• [Set problem]: Find every line in the entries below that contains the word "nose" and copy each of those lines.
* Begin *
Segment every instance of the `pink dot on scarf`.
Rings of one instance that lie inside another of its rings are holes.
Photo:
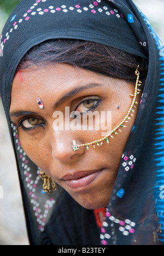
[[[121,220],[120,222],[119,223],[120,225],[121,225],[121,226],[124,226],[125,225],[125,222],[122,222]]]
[[[129,230],[130,233],[133,234],[135,232],[135,230],[134,229],[131,229]]]
[[[92,10],[91,11],[93,13],[96,13],[96,11],[95,10]]]
[[[106,233],[106,230],[104,229],[103,229],[103,228],[102,228],[101,229],[101,232],[102,232],[102,233]]]
[[[106,212],[106,215],[107,217],[110,217],[110,212]]]
[[[104,245],[108,245],[108,242],[106,240],[102,240],[101,241],[101,243],[102,243]]]

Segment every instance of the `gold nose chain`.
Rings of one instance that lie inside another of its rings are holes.
[[[111,131],[109,133],[107,134],[105,137],[97,139],[97,141],[93,141],[91,142],[86,143],[85,144],[81,144],[78,145],[76,143],[75,140],[72,141],[73,146],[72,149],[74,151],[78,150],[81,147],[86,146],[87,150],[89,149],[89,146],[90,145],[92,146],[94,148],[96,148],[96,145],[98,147],[101,146],[104,140],[106,141],[107,143],[109,144],[109,138],[113,138],[113,135],[118,135],[118,132],[121,132],[121,128],[125,128],[126,126],[125,125],[127,123],[128,123],[128,120],[131,119],[131,117],[133,117],[133,113],[134,113],[134,109],[136,108],[135,104],[138,104],[138,102],[136,101],[137,96],[139,94],[140,90],[138,89],[138,86],[140,86],[142,84],[142,82],[139,80],[139,72],[138,70],[139,66],[138,66],[137,69],[135,71],[135,74],[137,75],[137,79],[136,82],[135,90],[134,94],[130,94],[130,96],[132,97],[133,101],[131,106],[130,106],[127,113],[125,115],[124,119],[122,121],[115,127],[112,131]]]

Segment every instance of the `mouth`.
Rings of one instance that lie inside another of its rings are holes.
[[[99,176],[102,169],[80,171],[75,173],[74,174],[67,174],[62,177],[70,188],[72,189],[80,189],[88,186]]]

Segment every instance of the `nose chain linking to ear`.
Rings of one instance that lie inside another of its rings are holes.
[[[120,130],[121,128],[125,128],[126,126],[125,125],[125,124],[128,123],[128,120],[131,119],[131,117],[134,117],[132,113],[134,113],[134,109],[136,108],[135,104],[138,104],[138,102],[136,101],[137,96],[139,94],[140,90],[138,89],[138,86],[140,86],[142,85],[142,82],[139,80],[139,72],[138,71],[138,69],[139,68],[139,65],[137,67],[137,69],[135,71],[135,74],[137,75],[137,79],[136,82],[136,86],[135,86],[135,90],[134,94],[130,94],[130,96],[132,97],[133,101],[132,103],[131,106],[130,107],[130,109],[128,110],[127,113],[125,115],[124,119],[122,120],[121,123],[119,124],[116,127],[115,127],[112,131],[111,131],[109,133],[107,134],[106,136],[102,138],[99,139],[97,139],[97,141],[92,141],[91,142],[86,143],[85,144],[81,144],[80,145],[78,145],[76,143],[75,140],[72,141],[73,146],[72,149],[74,151],[78,150],[80,147],[86,146],[86,149],[89,150],[89,146],[92,145],[94,148],[96,148],[95,144],[96,144],[98,147],[99,146],[102,146],[103,143],[104,141],[106,139],[106,142],[108,144],[109,144],[109,137],[111,138],[113,138],[113,135],[118,135],[118,131],[121,132],[122,131]],[[100,143],[100,145],[99,145]]]

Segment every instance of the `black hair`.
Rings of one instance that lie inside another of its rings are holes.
* End *
• [Response to the exercise]:
Segment every instance of the `gold nose chain`.
Segment every instance of the `nose chain linking to ear`.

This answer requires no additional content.